Records in a dataset:
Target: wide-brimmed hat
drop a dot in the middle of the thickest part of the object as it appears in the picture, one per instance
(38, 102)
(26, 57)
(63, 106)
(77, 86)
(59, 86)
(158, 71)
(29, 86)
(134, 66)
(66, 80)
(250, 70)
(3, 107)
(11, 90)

• _CHALLENGE_
Please rewrite the items with "wide-brimmed hat" renamed to "sun hat", keeping everything else the same.

• _ANSWER_
Target: sun hat
drop a dot in the middle of the thickest part of the object as it appears in the picture, one per instance
(38, 102)
(26, 57)
(63, 106)
(77, 86)
(59, 86)
(158, 71)
(29, 86)
(134, 66)
(66, 80)
(250, 70)
(3, 107)
(11, 90)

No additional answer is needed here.